▶ _Required work_
A) Please update the excerpt from "But everyone you" through "things ... about Holland.", putting "hope" in place of "dream".
B) In the excerpt, what did the Coroner certify as the baby's cause of death?

It's just a different place. It's slower-paced than Italy, less flashy than Italy. But after you've been there for a while and you catch your breath, you look around.... and you begin to notice that Holland has windmills....and Holland has tulips. Holland even has Rembrandts.
But everyone you know is busy coming and going from Italy... and they're all bragging about what a wonderful time they had there. And for the rest of your life, you will say "Yes, that's where I was supposed to go. That's what I had planned."
And the pain of that will never, ever, ever, ever go away... because the loss of that dream is a very very significant loss.
But... if you spend your life mourning the fact that you didn't get to Italy, you may never be free to enjoy the very special, the very lovely things ... about Holland.
 
Back some years ago, I investigated a baby's death that was stated to be maybe 1-2 months old and was found in a trash dumpster. The Coroner certified the death as being by suffocation. The child was also stated to have Downs Syndrome. We did not have DNA at the time and only had the baby's blood type to use as an investigation tool.

Our lead Detective decided to ask the public for help by stating all of the facts that we had in the local newspaper, along with a picture in black and white of the blanket the baby was wrapped in. The blanket had an unusual pattern to it. A lady ID'd the child as perhaps belonging to a woman that she was friends with. She said that she was pregnant and when it came time to give birth she disappeared for a few months. The next time she saw her, she had delivered, but no baby around. She asked where the baby was and she said the baby died at birth, but did not seem to be distraught. The lady recognized the blanket as "looking like" a blanket she saw at her house because of the unusual pattern.

▶ _Provided data_
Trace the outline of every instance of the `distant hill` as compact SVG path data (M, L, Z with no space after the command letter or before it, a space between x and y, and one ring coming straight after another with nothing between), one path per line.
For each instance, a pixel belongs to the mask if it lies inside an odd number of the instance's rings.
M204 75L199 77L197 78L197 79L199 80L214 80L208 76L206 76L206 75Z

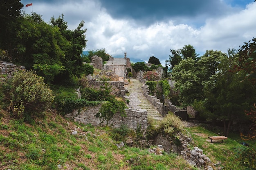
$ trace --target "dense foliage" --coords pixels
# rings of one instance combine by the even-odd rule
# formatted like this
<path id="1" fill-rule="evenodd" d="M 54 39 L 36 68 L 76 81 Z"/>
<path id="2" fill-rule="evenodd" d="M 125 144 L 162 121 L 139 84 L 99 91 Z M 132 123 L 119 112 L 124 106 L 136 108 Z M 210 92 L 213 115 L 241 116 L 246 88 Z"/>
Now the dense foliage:
<path id="1" fill-rule="evenodd" d="M 20 1 L 2 0 L 0 5 L 0 49 L 4 50 L 5 56 L 10 60 L 18 44 L 16 33 L 21 24 L 20 12 L 23 7 Z"/>
<path id="2" fill-rule="evenodd" d="M 188 57 L 172 72 L 181 105 L 193 105 L 213 124 L 217 120 L 222 121 L 226 135 L 232 121 L 246 120 L 243 111 L 256 100 L 255 85 L 245 80 L 239 83 L 243 72 L 230 71 L 237 64 L 238 57 L 234 49 L 229 52 L 227 55 L 212 50 L 199 59 Z"/>
<path id="3" fill-rule="evenodd" d="M 134 64 L 132 64 L 132 66 L 135 72 L 149 70 L 148 67 L 146 65 L 144 62 L 137 62 Z"/>
<path id="4" fill-rule="evenodd" d="M 256 82 L 256 38 L 252 42 L 244 43 L 245 44 L 238 50 L 239 62 L 234 67 L 236 71 L 244 70 L 245 78 L 250 81 Z"/>
<path id="5" fill-rule="evenodd" d="M 13 76 L 9 109 L 15 118 L 25 113 L 38 114 L 50 107 L 54 96 L 42 77 L 32 71 L 20 71 Z"/>
<path id="6" fill-rule="evenodd" d="M 11 9 L 8 11 L 10 13 L 0 17 L 5 23 L 0 28 L 0 49 L 7 57 L 3 59 L 36 71 L 48 83 L 79 77 L 90 69 L 83 65 L 81 55 L 87 41 L 86 29 L 82 28 L 83 21 L 74 30 L 70 30 L 63 14 L 52 17 L 48 24 L 35 13 L 20 14 L 23 5 L 19 4 L 19 1 L 11 1 L 1 5 L 1 12 Z"/>
<path id="7" fill-rule="evenodd" d="M 172 114 L 168 114 L 160 122 L 159 128 L 166 134 L 172 135 L 183 129 L 184 124 L 181 118 Z"/>
<path id="8" fill-rule="evenodd" d="M 161 63 L 159 61 L 159 59 L 154 56 L 151 56 L 149 57 L 149 59 L 148 59 L 148 63 L 150 64 L 153 64 L 156 65 L 161 64 Z"/>
<path id="9" fill-rule="evenodd" d="M 193 60 L 198 59 L 198 54 L 195 52 L 195 50 L 191 45 L 185 45 L 183 48 L 178 50 L 171 49 L 171 55 L 169 56 L 169 60 L 166 62 L 169 63 L 170 68 L 172 70 L 175 65 L 178 65 L 183 59 L 187 59 L 189 57 Z"/>
<path id="10" fill-rule="evenodd" d="M 88 54 L 86 55 L 86 57 L 88 57 L 91 61 L 92 57 L 94 55 L 97 55 L 98 57 L 101 57 L 102 61 L 103 63 L 104 61 L 108 60 L 109 57 L 111 57 L 110 54 L 107 53 L 104 48 L 97 49 L 96 51 L 95 51 L 94 49 L 92 50 L 90 50 L 88 52 Z"/>
<path id="11" fill-rule="evenodd" d="M 148 81 L 157 81 L 160 79 L 158 74 L 153 71 L 148 71 L 144 72 L 142 75 L 143 78 Z"/>
<path id="12" fill-rule="evenodd" d="M 154 93 L 155 92 L 157 87 L 157 81 L 147 81 L 145 84 L 148 86 L 149 89 L 149 94 L 151 95 L 154 95 Z"/>

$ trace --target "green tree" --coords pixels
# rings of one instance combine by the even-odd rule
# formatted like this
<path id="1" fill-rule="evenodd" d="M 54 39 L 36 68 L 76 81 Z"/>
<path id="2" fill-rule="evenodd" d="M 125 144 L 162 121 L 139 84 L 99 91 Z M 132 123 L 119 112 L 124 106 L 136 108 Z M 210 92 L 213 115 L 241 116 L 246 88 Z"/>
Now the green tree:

▶ _Expected results_
A)
But everyone you know is busy coming and going from Italy... and they're all bragging about what a wonderful time they had there. And for the rest of your life, you will say "Yes, that's where I was supposed to go. That's what I had planned."
And the pain of that will never, ever, ever, ever go away... because the loss of that hope is a very very significant loss.
But... if you spend your life mourning the fact that you didn't get to Italy, you may never be free to enjoy the very special, the very lovely things ... about Holland.

B) Suffocation.